Given problem ▸ Copy every line of the material below word for word, keeping the same order and leaving nothing out.
..............................
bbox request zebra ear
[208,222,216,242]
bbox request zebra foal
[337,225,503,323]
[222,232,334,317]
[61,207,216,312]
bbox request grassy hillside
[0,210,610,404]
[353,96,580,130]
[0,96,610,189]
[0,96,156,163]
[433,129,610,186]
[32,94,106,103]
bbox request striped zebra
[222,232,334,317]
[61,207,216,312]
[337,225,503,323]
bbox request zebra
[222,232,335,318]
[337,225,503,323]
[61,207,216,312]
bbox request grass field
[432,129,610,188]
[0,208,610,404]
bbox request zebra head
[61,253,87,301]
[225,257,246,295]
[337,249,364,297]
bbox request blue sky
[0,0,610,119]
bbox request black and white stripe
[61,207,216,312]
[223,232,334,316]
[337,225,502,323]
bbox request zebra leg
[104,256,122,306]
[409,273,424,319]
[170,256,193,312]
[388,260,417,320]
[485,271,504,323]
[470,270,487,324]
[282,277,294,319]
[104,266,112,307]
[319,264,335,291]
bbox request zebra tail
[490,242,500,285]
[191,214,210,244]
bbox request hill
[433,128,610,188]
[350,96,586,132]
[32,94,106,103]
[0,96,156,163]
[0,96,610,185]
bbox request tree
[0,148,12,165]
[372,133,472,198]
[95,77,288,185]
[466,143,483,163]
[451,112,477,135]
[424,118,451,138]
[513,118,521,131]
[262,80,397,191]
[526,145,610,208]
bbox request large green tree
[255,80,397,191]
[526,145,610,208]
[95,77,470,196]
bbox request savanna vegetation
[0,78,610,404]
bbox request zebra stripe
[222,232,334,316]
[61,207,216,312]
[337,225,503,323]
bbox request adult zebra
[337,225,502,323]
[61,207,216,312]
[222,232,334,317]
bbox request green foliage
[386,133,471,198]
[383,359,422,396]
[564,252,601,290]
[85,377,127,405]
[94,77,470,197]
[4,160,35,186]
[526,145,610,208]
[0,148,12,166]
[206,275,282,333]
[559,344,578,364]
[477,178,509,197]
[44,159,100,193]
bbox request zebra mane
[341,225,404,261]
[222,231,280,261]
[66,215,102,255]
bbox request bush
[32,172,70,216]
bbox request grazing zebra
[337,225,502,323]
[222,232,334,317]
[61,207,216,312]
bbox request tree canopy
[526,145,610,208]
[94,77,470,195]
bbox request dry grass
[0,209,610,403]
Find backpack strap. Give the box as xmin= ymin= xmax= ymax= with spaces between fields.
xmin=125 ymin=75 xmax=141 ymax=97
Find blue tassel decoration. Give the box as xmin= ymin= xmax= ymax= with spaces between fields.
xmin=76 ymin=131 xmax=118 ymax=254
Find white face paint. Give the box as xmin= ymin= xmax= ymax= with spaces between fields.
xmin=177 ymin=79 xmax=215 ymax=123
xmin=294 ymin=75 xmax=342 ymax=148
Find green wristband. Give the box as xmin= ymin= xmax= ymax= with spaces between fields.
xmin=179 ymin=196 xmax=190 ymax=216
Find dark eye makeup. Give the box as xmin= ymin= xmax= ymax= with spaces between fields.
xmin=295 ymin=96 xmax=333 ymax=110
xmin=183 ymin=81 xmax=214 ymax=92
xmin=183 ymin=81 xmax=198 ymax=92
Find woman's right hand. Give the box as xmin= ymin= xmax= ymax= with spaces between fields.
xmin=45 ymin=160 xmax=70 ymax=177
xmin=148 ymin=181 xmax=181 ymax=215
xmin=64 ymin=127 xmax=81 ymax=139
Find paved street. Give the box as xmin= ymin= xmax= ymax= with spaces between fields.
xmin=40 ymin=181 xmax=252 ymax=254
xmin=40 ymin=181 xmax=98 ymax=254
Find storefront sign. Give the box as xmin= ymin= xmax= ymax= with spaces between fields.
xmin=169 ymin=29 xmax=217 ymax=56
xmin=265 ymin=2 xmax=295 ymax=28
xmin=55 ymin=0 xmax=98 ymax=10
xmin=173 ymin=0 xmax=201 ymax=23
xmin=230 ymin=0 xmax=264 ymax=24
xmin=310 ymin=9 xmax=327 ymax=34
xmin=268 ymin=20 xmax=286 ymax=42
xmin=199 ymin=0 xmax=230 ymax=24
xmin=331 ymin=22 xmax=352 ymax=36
..............................
Answer to this problem ▸
bbox request zebra ear
[208,222,216,242]
bbox request zebra foal
[337,225,503,323]
[222,232,334,317]
[61,207,216,312]
bbox request grassy hillside
[0,210,610,404]
[353,96,580,130]
[0,96,610,189]
[0,96,156,163]
[433,129,610,186]
[32,94,106,103]
bbox request striped zebra
[222,232,334,317]
[61,207,216,312]
[337,225,503,323]
bbox request zebra
[222,232,335,318]
[337,225,503,323]
[61,207,216,312]
bbox request grass field
[432,129,610,188]
[0,208,610,404]
bbox request zebra head
[61,253,87,301]
[225,257,246,295]
[337,249,364,297]
bbox request blue sky
[0,0,610,119]
bbox request black and white stripe
[61,207,216,312]
[223,232,334,316]
[337,225,502,323]
bbox request zebra leg
[104,256,122,306]
[409,273,424,319]
[170,256,193,312]
[388,260,417,320]
[485,271,504,323]
[470,270,487,324]
[282,277,294,319]
[104,266,112,307]
[319,264,335,291]
bbox request zebra tail
[490,242,500,285]
[191,214,210,244]
bbox request hill
[433,128,610,188]
[350,96,586,132]
[32,94,106,103]
[0,96,156,163]
[0,96,610,185]
bbox request tree
[0,148,12,165]
[372,133,472,198]
[95,77,288,185]
[466,143,483,163]
[451,112,477,135]
[424,118,451,138]
[513,118,521,131]
[262,80,397,191]
[526,145,610,208]
bbox request large green tree
[255,80,397,191]
[526,145,610,208]
[95,77,470,196]
bbox request savanna vegetation
[0,78,610,404]
bbox request zebra stripe
[222,232,334,316]
[61,207,216,312]
[337,225,503,323]
bbox request adult zebra
[337,225,502,323]
[61,207,216,312]
[222,232,334,317]
bbox request green foliage
[386,133,471,198]
[383,359,422,396]
[564,252,601,290]
[85,377,127,405]
[94,77,470,197]
[4,160,35,186]
[526,145,610,208]
[0,148,12,166]
[206,275,282,333]
[559,344,578,364]
[477,178,509,197]
[44,159,100,193]
bbox request zebra mane
[341,225,404,261]
[222,231,280,261]
[66,215,102,255]
bbox request bush
[32,172,70,216]
bbox request grazing zebra
[337,225,502,323]
[222,232,334,317]
[61,207,216,312]
bbox request tree canopy
[526,145,610,208]
[94,77,470,195]
bbox request dry grass
[0,209,610,403]
Find backpack strap. Give the box as xmin= ymin= xmax= ymax= with spaces between fields.
xmin=125 ymin=75 xmax=141 ymax=97
Find blue tassel decoration. Give the box as xmin= ymin= xmax= ymax= with spaces between fields.
xmin=76 ymin=131 xmax=118 ymax=254
Find white face paint. Give the box as xmin= ymin= xmax= ymax= with spaces between fields.
xmin=177 ymin=79 xmax=215 ymax=123
xmin=294 ymin=75 xmax=342 ymax=148
Find green wristband. Give the box as xmin= ymin= xmax= ymax= with spaces between fields.
xmin=179 ymin=196 xmax=190 ymax=216
Find dark eye makeup. Give the box as xmin= ymin= xmax= ymax= with spaces between fields.
xmin=295 ymin=96 xmax=333 ymax=110
xmin=183 ymin=81 xmax=214 ymax=92
xmin=183 ymin=81 xmax=198 ymax=92
Find woman's right hand. Give the box as xmin= ymin= xmax= ymax= with spaces between fields.
xmin=45 ymin=160 xmax=70 ymax=177
xmin=148 ymin=181 xmax=181 ymax=215
xmin=64 ymin=127 xmax=81 ymax=139
Find paved street. Give the box as xmin= ymin= xmax= ymax= with spaces between fields.
xmin=40 ymin=181 xmax=252 ymax=254
xmin=40 ymin=181 xmax=98 ymax=254
Find storefront sign. Give the box as xmin= ymin= xmax= ymax= with spaces between fields.
xmin=169 ymin=29 xmax=217 ymax=56
xmin=265 ymin=2 xmax=295 ymax=28
xmin=55 ymin=0 xmax=98 ymax=10
xmin=173 ymin=0 xmax=201 ymax=23
xmin=230 ymin=0 xmax=264 ymax=24
xmin=310 ymin=9 xmax=327 ymax=34
xmin=268 ymin=20 xmax=286 ymax=42
xmin=199 ymin=0 xmax=230 ymax=24
xmin=331 ymin=22 xmax=352 ymax=36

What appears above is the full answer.